# DADOS DO CONJUNTO

- - -

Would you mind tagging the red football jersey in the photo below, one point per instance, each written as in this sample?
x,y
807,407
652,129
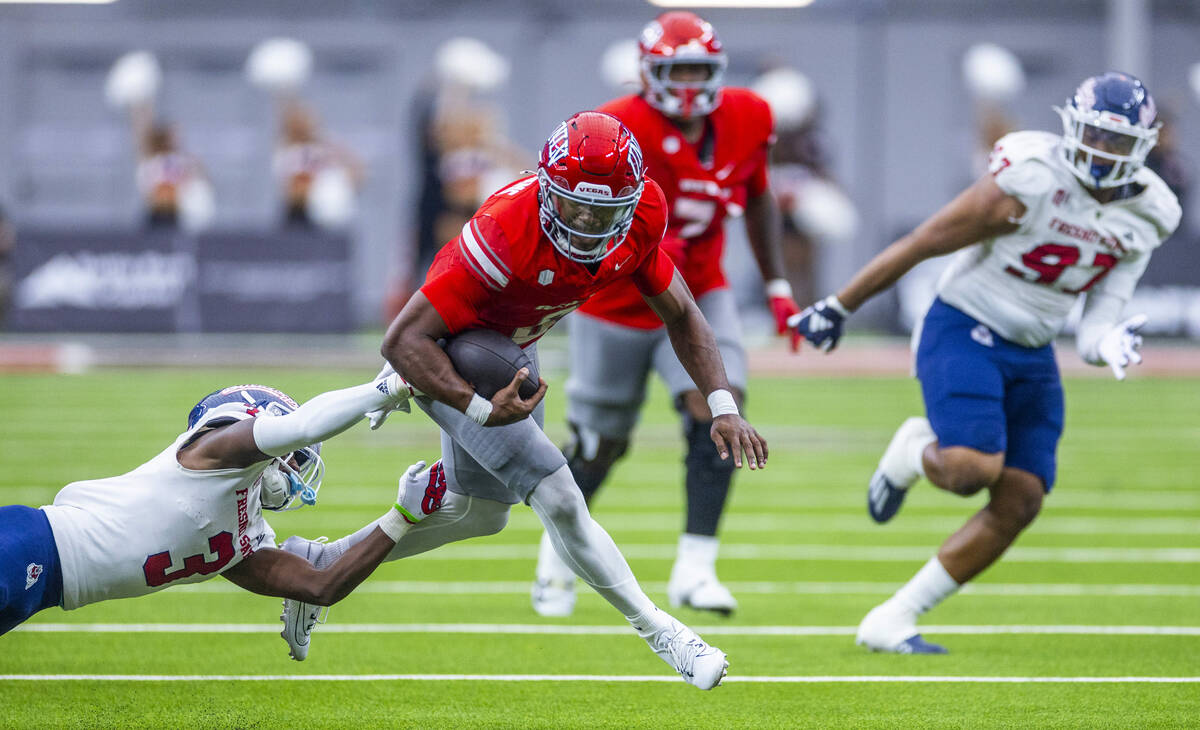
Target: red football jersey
x,y
502,273
700,196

- - -

# INSTRUÇÕES E REQUISITOS
Extraia todas as linhas dos dados acima e reproduza-as sem nenhuma alteração, deixando as imagens de fora.

# SAÍDA COMPLETA
Would you mind tagging the red football jersey in the photo below, one point per instance, each written as in this sample?
x,y
807,407
652,129
Target: red football jersey
x,y
502,273
700,196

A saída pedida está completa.